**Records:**

•••

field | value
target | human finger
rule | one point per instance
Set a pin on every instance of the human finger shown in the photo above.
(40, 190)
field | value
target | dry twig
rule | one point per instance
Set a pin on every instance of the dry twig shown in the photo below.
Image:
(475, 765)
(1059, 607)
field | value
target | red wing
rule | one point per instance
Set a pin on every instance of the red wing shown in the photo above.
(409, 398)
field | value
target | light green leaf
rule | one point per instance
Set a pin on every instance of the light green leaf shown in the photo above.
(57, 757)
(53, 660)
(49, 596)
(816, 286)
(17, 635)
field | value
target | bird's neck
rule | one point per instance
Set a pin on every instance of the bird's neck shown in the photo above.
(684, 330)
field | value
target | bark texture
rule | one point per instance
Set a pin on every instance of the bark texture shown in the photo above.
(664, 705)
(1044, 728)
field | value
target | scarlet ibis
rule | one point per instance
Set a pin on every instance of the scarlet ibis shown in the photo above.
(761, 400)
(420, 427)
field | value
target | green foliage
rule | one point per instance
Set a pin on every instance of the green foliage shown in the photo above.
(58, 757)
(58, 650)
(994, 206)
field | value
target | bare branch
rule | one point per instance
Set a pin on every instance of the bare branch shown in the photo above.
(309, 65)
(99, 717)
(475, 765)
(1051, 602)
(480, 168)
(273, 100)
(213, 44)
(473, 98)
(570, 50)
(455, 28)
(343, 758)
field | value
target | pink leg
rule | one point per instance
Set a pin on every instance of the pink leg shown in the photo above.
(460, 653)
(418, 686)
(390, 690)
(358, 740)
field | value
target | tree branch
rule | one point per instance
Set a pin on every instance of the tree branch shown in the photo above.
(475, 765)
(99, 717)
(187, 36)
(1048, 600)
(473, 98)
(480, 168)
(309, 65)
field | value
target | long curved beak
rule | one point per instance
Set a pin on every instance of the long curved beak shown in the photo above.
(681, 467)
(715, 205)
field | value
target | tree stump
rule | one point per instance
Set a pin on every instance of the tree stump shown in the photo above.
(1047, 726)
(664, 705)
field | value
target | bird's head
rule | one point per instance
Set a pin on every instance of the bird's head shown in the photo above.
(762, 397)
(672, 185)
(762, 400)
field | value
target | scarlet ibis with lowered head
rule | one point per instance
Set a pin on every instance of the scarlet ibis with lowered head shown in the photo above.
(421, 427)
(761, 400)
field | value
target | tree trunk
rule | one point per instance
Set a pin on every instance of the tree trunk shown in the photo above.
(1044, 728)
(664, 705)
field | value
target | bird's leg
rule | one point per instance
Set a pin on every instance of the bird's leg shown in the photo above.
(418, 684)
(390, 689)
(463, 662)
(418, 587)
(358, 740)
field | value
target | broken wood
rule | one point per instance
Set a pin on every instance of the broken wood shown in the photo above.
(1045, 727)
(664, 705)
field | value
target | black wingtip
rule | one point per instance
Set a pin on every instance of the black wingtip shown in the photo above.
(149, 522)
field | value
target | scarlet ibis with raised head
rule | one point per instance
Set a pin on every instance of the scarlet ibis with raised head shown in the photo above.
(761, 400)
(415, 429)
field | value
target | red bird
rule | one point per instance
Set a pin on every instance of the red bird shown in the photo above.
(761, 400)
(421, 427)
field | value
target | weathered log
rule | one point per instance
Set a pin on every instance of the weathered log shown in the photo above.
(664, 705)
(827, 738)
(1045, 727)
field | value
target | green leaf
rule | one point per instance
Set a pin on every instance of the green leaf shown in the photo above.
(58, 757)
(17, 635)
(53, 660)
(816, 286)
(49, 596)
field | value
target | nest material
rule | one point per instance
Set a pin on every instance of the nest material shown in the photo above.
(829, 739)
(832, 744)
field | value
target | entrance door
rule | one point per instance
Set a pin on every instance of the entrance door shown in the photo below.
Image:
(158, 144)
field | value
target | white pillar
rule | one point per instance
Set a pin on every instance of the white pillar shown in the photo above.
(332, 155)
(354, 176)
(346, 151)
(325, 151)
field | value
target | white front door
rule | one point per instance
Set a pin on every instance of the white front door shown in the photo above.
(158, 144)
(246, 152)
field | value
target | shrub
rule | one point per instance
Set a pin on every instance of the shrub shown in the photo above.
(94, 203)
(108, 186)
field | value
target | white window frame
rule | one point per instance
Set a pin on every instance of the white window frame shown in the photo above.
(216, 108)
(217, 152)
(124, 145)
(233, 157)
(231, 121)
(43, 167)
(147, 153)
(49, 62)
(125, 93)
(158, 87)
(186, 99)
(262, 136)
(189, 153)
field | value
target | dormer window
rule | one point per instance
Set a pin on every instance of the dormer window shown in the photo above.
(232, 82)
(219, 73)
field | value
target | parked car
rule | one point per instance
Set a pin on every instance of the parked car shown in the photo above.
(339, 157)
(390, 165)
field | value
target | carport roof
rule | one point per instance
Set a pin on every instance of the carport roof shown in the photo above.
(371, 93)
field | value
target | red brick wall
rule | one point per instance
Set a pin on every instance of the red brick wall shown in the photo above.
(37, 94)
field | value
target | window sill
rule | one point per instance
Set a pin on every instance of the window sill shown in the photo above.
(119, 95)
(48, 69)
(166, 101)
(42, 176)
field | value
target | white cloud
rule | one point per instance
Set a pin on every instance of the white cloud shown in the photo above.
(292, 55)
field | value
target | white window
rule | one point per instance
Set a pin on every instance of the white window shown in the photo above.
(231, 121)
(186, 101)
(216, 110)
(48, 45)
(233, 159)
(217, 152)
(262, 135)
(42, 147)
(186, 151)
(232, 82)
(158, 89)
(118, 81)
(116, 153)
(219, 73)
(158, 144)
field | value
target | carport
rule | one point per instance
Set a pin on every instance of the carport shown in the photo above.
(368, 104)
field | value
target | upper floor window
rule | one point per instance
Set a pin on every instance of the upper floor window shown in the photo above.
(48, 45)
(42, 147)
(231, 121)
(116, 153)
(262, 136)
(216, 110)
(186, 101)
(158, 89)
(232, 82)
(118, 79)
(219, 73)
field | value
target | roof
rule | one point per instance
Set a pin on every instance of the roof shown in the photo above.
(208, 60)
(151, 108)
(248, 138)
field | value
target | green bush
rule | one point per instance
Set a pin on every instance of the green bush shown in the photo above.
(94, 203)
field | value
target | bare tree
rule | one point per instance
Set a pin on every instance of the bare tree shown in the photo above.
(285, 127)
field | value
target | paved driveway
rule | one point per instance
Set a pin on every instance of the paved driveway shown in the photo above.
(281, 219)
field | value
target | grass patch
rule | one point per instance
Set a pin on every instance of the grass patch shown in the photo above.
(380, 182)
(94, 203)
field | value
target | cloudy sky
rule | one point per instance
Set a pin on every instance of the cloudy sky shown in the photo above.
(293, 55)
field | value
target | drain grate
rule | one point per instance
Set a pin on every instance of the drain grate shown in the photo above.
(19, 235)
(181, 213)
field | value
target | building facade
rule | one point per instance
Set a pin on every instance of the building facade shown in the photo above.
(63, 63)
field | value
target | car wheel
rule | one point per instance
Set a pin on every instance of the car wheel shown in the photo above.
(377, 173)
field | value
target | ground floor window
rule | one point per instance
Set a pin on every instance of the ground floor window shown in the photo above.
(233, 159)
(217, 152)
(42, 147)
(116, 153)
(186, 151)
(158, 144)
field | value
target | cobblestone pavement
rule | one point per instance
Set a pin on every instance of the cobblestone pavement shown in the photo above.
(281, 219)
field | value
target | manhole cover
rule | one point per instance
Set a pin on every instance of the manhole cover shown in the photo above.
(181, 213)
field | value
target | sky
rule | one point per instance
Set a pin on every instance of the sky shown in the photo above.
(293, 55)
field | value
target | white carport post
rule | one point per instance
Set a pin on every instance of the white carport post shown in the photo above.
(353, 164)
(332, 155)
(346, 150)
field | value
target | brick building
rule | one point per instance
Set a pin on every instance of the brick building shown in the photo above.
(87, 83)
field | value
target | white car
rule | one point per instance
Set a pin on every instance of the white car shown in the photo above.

•••

**EXERCISE GOAL:** Count the rows above that contain the string "lowered", with case counting, and give only the number.

**ANSWER TO THE PROBLEM:** 2